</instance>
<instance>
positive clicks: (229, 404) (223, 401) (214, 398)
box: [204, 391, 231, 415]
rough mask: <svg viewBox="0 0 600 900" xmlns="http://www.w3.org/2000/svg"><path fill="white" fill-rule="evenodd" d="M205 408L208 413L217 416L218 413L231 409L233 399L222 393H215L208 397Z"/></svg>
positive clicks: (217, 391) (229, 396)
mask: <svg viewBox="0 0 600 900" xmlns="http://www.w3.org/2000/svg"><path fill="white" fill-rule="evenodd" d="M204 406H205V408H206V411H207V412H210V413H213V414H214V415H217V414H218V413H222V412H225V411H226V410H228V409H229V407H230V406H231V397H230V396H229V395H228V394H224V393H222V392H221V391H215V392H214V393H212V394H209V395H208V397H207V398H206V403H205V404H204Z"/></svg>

Prompt: Transcribe the full listing, matching it exactly.

Result for this task:
</instance>
<instance>
positive clicks: (229, 404) (223, 401) (214, 398)
box: [204, 391, 231, 415]
rough mask: <svg viewBox="0 0 600 900" xmlns="http://www.w3.org/2000/svg"><path fill="white" fill-rule="evenodd" d="M205 408L208 413L217 416L218 413L231 409L233 399L222 393H215L208 397Z"/></svg>
positive clicks: (217, 391) (229, 396)
mask: <svg viewBox="0 0 600 900" xmlns="http://www.w3.org/2000/svg"><path fill="white" fill-rule="evenodd" d="M204 406H205V408H206V411H207V412H210V413H213V414H214V415H217V414H218V413H222V412H225V411H226V410H228V409H229V407H230V406H231V397H230V396H229V395H228V394H224V393H222V392H221V391H215V392H214V393H212V394H209V395H208V397H207V398H206V403H205V404H204Z"/></svg>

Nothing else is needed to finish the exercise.